**WRITTEN EXERCISE:** State how many lines in the records contain the word "jacket", giving only the number.

-- BEGIN INPUT MATERIAL --

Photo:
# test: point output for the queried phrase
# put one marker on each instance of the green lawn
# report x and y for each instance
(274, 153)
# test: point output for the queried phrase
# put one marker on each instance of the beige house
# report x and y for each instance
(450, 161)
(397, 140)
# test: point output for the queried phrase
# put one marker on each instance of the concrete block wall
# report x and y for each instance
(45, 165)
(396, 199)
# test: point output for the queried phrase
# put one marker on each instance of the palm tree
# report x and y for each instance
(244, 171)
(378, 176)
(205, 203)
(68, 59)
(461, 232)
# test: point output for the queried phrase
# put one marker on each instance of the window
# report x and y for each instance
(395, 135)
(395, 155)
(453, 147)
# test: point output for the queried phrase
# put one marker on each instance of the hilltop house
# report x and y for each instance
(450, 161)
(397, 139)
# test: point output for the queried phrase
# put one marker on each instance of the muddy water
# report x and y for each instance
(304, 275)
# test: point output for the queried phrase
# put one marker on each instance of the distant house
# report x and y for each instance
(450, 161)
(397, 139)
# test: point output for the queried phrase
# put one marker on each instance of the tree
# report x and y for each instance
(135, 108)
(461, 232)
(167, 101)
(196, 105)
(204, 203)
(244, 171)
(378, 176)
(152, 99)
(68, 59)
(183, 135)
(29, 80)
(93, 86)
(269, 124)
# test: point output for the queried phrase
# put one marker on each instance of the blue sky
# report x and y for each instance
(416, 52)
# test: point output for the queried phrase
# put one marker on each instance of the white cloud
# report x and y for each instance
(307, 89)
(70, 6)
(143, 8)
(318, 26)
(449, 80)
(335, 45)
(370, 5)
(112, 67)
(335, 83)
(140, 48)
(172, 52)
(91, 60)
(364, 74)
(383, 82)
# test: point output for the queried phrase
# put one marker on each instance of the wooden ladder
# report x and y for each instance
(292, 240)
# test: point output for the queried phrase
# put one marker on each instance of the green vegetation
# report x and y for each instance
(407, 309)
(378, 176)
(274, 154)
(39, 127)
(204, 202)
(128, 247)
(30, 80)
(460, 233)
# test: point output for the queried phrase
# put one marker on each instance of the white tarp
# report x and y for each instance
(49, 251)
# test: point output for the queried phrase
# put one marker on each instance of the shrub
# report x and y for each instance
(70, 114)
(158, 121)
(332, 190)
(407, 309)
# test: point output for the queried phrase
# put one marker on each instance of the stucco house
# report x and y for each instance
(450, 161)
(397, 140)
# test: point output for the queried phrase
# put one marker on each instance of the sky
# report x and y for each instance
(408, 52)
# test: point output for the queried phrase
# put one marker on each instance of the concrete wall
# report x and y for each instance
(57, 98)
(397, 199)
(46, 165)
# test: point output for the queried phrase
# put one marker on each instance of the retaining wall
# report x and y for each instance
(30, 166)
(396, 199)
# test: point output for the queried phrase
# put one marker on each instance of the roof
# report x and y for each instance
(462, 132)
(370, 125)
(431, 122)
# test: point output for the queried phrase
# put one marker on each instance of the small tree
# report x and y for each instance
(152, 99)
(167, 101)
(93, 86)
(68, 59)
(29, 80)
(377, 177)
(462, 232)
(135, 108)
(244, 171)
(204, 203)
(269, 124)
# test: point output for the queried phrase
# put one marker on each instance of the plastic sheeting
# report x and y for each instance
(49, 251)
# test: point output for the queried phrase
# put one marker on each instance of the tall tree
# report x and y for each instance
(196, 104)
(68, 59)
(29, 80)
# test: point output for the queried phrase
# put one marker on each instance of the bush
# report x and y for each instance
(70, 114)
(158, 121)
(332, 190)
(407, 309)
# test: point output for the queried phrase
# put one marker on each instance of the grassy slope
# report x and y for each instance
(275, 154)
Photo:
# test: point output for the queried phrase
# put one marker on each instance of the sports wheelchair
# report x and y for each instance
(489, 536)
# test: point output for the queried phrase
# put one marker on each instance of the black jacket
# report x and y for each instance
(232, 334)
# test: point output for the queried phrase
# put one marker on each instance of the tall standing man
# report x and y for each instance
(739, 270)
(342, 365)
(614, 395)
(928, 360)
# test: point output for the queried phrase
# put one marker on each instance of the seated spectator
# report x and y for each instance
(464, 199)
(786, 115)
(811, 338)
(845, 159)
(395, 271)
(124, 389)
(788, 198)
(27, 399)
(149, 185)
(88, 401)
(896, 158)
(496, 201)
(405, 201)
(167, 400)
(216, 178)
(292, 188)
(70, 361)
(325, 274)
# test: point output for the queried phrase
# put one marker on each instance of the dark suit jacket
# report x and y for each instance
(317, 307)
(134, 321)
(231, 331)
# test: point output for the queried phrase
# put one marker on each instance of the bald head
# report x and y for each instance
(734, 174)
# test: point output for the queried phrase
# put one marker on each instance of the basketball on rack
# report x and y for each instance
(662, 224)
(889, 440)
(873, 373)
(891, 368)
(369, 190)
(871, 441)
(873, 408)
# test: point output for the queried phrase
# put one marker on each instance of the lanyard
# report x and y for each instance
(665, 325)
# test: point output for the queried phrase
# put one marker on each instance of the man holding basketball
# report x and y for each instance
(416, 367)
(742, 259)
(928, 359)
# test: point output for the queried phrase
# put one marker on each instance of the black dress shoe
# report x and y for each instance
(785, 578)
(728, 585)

-- END INPUT MATERIAL --

**SOLUTION FOR THIS TASK:** 2